'''

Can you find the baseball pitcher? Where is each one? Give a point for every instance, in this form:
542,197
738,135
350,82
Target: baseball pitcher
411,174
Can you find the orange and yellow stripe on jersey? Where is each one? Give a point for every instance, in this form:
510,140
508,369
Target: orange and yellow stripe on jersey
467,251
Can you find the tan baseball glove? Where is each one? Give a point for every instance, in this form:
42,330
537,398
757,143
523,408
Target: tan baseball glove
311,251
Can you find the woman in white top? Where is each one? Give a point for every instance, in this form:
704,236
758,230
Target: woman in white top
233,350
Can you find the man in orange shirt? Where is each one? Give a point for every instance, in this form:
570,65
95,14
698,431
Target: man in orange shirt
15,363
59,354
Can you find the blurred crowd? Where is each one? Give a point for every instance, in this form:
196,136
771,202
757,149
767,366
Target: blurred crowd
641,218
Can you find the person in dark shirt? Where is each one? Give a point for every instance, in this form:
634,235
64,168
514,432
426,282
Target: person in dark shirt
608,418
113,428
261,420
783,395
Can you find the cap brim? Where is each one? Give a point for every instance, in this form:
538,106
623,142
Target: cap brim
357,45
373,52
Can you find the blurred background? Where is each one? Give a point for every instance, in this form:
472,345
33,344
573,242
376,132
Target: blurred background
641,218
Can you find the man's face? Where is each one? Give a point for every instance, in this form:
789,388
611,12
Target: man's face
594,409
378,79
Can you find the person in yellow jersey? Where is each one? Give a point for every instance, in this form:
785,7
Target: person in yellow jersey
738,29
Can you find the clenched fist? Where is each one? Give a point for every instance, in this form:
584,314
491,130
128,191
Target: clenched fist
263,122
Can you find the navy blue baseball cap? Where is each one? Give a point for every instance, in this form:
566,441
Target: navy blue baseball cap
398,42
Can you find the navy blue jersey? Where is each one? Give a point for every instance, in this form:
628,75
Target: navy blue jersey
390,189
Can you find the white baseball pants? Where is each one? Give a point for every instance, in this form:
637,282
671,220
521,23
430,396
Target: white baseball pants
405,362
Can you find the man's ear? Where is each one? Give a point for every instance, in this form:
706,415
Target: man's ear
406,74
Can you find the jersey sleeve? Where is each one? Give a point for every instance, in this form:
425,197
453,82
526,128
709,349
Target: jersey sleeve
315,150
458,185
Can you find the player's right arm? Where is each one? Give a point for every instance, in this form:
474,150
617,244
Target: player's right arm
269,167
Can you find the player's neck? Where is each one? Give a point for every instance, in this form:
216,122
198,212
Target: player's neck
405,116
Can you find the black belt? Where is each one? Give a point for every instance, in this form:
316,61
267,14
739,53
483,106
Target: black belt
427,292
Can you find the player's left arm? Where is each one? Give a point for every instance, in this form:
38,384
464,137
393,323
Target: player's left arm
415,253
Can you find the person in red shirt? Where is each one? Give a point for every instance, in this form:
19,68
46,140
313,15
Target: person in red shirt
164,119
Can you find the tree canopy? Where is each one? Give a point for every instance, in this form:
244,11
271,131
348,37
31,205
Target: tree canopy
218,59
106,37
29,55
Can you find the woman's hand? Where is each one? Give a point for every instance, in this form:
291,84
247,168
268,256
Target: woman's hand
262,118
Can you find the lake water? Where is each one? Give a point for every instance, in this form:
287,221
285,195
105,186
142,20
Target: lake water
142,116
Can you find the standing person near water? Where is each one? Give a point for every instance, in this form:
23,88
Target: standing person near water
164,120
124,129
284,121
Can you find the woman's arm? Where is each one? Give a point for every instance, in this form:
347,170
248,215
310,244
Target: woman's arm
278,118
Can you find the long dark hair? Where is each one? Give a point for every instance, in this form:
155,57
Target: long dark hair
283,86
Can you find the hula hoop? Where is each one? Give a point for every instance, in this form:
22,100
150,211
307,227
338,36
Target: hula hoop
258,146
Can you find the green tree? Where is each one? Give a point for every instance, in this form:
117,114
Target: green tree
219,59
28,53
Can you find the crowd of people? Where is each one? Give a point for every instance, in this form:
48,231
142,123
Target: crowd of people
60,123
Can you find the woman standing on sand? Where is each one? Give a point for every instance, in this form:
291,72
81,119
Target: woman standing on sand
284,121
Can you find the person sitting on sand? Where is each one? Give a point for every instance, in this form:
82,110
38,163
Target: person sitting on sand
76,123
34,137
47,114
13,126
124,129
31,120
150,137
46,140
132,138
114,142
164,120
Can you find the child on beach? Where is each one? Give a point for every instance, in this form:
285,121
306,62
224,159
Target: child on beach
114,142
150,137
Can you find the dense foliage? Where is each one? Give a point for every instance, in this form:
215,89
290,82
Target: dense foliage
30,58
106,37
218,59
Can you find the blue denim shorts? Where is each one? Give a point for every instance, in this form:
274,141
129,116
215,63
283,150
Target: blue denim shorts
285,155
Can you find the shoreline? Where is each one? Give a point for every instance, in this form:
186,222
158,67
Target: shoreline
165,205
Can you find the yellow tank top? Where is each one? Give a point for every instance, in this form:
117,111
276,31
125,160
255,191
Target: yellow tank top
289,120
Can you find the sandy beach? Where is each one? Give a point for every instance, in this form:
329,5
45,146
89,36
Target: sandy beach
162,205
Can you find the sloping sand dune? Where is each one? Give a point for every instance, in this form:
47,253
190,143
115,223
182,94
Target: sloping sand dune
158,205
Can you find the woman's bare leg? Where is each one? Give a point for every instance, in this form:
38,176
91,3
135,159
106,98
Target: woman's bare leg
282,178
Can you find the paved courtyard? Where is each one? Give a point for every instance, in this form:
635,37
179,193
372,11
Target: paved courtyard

'''

▸ **AIM OF THE TASK**
Render all of the material above as a Markdown table with two columns, Row and Line. Number each row and leave out blank lines.

▸ **SOLUTION TO THIS PROBLEM**
| Row | Line |
|---|---|
| 1 | Can you find the baseball pitcher? Where is each one? Give a point for every instance, in this form: |
| 2 | 542,197 |
| 3 | 738,135 |
| 4 | 350,82 |
| 5 | Target: baseball pitcher |
| 6 | 411,174 |
| 7 | Can you find the orange and yellow stripe on jersey? Where is each one? Give a point for every instance, in this form: |
| 8 | 510,140 |
| 9 | 508,369 |
| 10 | Target: orange and yellow stripe on jersey |
| 11 | 467,251 |
| 12 | Can you find the tan baseball glove? Where is each one? Give a point for every instance, in this form: |
| 13 | 42,330 |
| 14 | 537,398 |
| 15 | 757,143 |
| 16 | 523,408 |
| 17 | Target: tan baseball glove |
| 18 | 311,251 |
| 19 | Can you find the woman in white top? Where is each one? Give a point for every instance, in this form: |
| 20 | 704,236 |
| 21 | 758,230 |
| 22 | Target: woman in white top |
| 23 | 233,350 |
| 24 | Can you find the man in orange shirt? Where is each one? Give a point for every instance, in this form: |
| 25 | 570,65 |
| 26 | 95,14 |
| 27 | 698,431 |
| 28 | Target: man in orange shirt |
| 29 | 15,363 |
| 30 | 59,354 |
| 31 | Can you find the blurred crowd? Where is each one? Give a point for every instance, in this form: |
| 32 | 196,136 |
| 33 | 771,202 |
| 34 | 757,149 |
| 35 | 767,366 |
| 36 | Target: blurred crowd |
| 37 | 641,218 |
| 38 | Can you find the person in dark shirt? Where is each one? Give a point for every instance, in this form: |
| 39 | 634,235 |
| 40 | 64,168 |
| 41 | 514,432 |
| 42 | 426,282 |
| 43 | Target: person in dark shirt |
| 44 | 608,418 |
| 45 | 113,428 |
| 46 | 261,420 |
| 47 | 783,395 |
| 48 | Can you find the cap brim? Where is each one? Give a point for every instance, in this form: |
| 49 | 538,106 |
| 50 | 623,142 |
| 51 | Target: cap brim |
| 52 | 357,45 |
| 53 | 373,52 |
| 54 | Can you find the blurred background? Where is each one? Give a point for every instance, in this form: |
| 55 | 472,345 |
| 56 | 33,344 |
| 57 | 573,242 |
| 58 | 376,132 |
| 59 | Target: blurred background |
| 60 | 641,218 |
| 61 | Can you find the man's face? Where is each one? Give a point for every instance, in this form: |
| 62 | 789,388 |
| 63 | 611,12 |
| 64 | Target: man's face |
| 65 | 594,409 |
| 66 | 378,79 |
| 67 | Can you find the person in yellow jersey? Where is each one? Give a point for every instance, in this form: |
| 68 | 785,7 |
| 69 | Target: person in yellow jersey |
| 70 | 738,29 |
| 71 | Can you find the clenched fist? Where is each one? Give a point for every instance, in this form: |
| 72 | 584,314 |
| 73 | 491,130 |
| 74 | 128,191 |
| 75 | Target: clenched fist |
| 76 | 263,122 |
| 77 | Can you find the navy blue baseball cap? Where is each one? Give a point for every instance, in this form: |
| 78 | 566,441 |
| 79 | Target: navy blue baseball cap |
| 80 | 398,42 |
| 81 | Can you find the navy blue jersey? Where is each one? Give a point for every instance, in this form: |
| 82 | 628,75 |
| 83 | Target: navy blue jersey |
| 84 | 390,189 |
| 85 | Can you find the white baseball pants? Where is each one? Give a point for every instance, in this form: |
| 86 | 637,282 |
| 87 | 671,220 |
| 88 | 521,23 |
| 89 | 430,396 |
| 90 | Target: white baseball pants |
| 91 | 405,362 |
| 92 | Can you find the man's ear? Where is each one? Give a point for every instance, in this form: |
| 93 | 706,415 |
| 94 | Target: man's ear |
| 95 | 406,74 |
| 96 | Can you find the jersey sleeve? Where is each one? Give a point for every instance, in this form: |
| 97 | 425,197 |
| 98 | 453,82 |
| 99 | 526,128 |
| 100 | 709,349 |
| 101 | Target: jersey sleeve |
| 102 | 315,150 |
| 103 | 458,185 |
| 104 | Can you find the player's right arm? Where is each one? Give a point for every instance, in this form: |
| 105 | 474,150 |
| 106 | 617,244 |
| 107 | Target: player's right arm |
| 108 | 269,167 |
| 109 | Can you find the player's neck? Where is each one? Give a point for every instance, in this form: |
| 110 | 216,122 |
| 111 | 198,212 |
| 112 | Target: player's neck |
| 113 | 405,116 |
| 114 | Can you find the black belt? Where is each one? Give a point for every instance, in this form: |
| 115 | 316,61 |
| 116 | 267,14 |
| 117 | 739,53 |
| 118 | 483,106 |
| 119 | Target: black belt |
| 120 | 427,292 |
| 121 | Can you find the player's left arm? Where is each one? Give a point for every instance, in this form: |
| 122 | 38,384 |
| 123 | 464,137 |
| 124 | 393,323 |
| 125 | Target: player's left arm |
| 126 | 415,253 |
| 127 | Can you find the person in red shirt? Where is each one? Give a point for every instance, in this form: |
| 128 | 19,68 |
| 129 | 46,140 |
| 130 | 313,15 |
| 131 | Target: person in red shirt |
| 132 | 164,119 |
| 133 | Can you find the tree canopy? Where is each one? Give a point for every instance, in this form: |
| 134 | 244,11 |
| 135 | 271,131 |
| 136 | 348,37 |
| 137 | 31,205 |
| 138 | Target: tree canopy |
| 139 | 218,59 |
| 140 | 106,37 |
| 141 | 29,55 |
| 142 | Can you find the woman's hand? Where is each one? Give a point for every instance, in this form: |
| 143 | 291,84 |
| 144 | 247,168 |
| 145 | 268,256 |
| 146 | Target: woman's hand |
| 147 | 262,118 |
| 148 | Can you find the lake water? Where is each one? Give a point for every instance, in this form: |
| 149 | 287,221 |
| 150 | 285,195 |
| 151 | 105,186 |
| 152 | 142,20 |
| 153 | Target: lake water |
| 154 | 142,116 |
| 155 | Can you find the standing person near water? Where is each one? Give a point for every instance, in this form: |
| 156 | 23,88 |
| 157 | Target: standing person near water |
| 158 | 164,120 |
| 159 | 124,129 |
| 160 | 284,121 |
| 161 | Can you find the woman's arm? Where is each one? Give a point for every instance, in this form: |
| 162 | 347,170 |
| 163 | 248,215 |
| 164 | 310,244 |
| 165 | Target: woman's arm |
| 166 | 278,118 |
| 167 | Can you find the long dark hair? Where is each one? Give a point for every instance, in this form: |
| 168 | 155,57 |
| 169 | Target: long dark hair |
| 170 | 283,86 |
| 171 | Can you find the hula hoop? Where is each one? Give a point for every instance, in this form: |
| 172 | 22,100 |
| 173 | 150,211 |
| 174 | 307,227 |
| 175 | 338,36 |
| 176 | Target: hula hoop |
| 177 | 258,146 |
| 178 | Can you find the green tree? Where is each one? Give a point for every instance, in this form: |
| 179 | 117,114 |
| 180 | Target: green tree |
| 181 | 219,59 |
| 182 | 28,53 |
| 183 | Can you find the crowd of people? Where is each one? Give a point for every instance, in this form: |
| 184 | 48,231 |
| 185 | 142,123 |
| 186 | Target: crowd of people |
| 187 | 60,123 |
| 188 | Can you find the woman standing on sand? Where is each one? Give a point for every instance, in this form: |
| 189 | 291,72 |
| 190 | 81,119 |
| 191 | Target: woman standing on sand |
| 192 | 284,121 |
| 193 | Can you find the person sitting on sand? Where is each one? Give a point for every instance, in this form: |
| 194 | 82,110 |
| 195 | 38,163 |
| 196 | Target: person sitting on sand |
| 197 | 76,123 |
| 198 | 34,137 |
| 199 | 47,114 |
| 200 | 13,126 |
| 201 | 124,129 |
| 202 | 31,120 |
| 203 | 150,137 |
| 204 | 46,140 |
| 205 | 132,138 |
| 206 | 114,142 |
| 207 | 164,120 |
| 208 | Can you find the child on beach? Where is each one? Give a point for every instance, in this form: |
| 209 | 285,121 |
| 210 | 306,62 |
| 211 | 224,159 |
| 212 | Target: child on beach |
| 213 | 114,142 |
| 214 | 150,137 |
| 215 | Can you find the dense foliage? Where is each one? Give a point for every instance, in this form: |
| 216 | 215,89 |
| 217 | 290,82 |
| 218 | Target: dense foliage |
| 219 | 30,58 |
| 220 | 106,37 |
| 221 | 218,59 |
| 222 | Can you find the blue denim shorts? Where is each one? Give a point for every instance, in this form: |
| 223 | 274,141 |
| 224 | 129,116 |
| 225 | 215,63 |
| 226 | 283,150 |
| 227 | Target: blue denim shorts |
| 228 | 285,155 |
| 229 | Can you find the shoreline? Where is each one? Give a point for every instance, in this form: |
| 230 | 186,222 |
| 231 | 158,67 |
| 232 | Target: shoreline |
| 233 | 165,205 |
| 234 | Can you find the yellow tank top? Where is each one? Give a point for every instance, in this form: |
| 235 | 117,111 |
| 236 | 276,31 |
| 237 | 125,160 |
| 238 | 255,191 |
| 239 | Target: yellow tank top |
| 240 | 289,120 |
| 241 | Can you find the sandy beach? Where is each one? Give a point for every instance, in this form: |
| 242 | 329,5 |
| 243 | 45,146 |
| 244 | 89,36 |
| 245 | Target: sandy beach |
| 246 | 162,205 |
| 247 | Can you find the sloping sand dune? Where is each one? Give a point for every instance, in this form: |
| 248 | 47,253 |
| 249 | 190,143 |
| 250 | 115,223 |
| 251 | 182,94 |
| 252 | Target: sloping sand dune |
| 253 | 158,205 |
| 254 | Can you find the woman's bare leg? Where is each one? Give a point for every instance, in this form: |
| 255 | 38,176 |
| 256 | 91,3 |
| 257 | 135,159 |
| 258 | 106,98 |
| 259 | Target: woman's bare leg |
| 260 | 282,178 |
| 261 | Can you find the paved courtyard? Where is each one? Give a point for every instance, in this form: |
| 262 | 635,37 |
| 263 | 179,193 |
| 264 | 372,11 |
| 265 | Target: paved courtyard |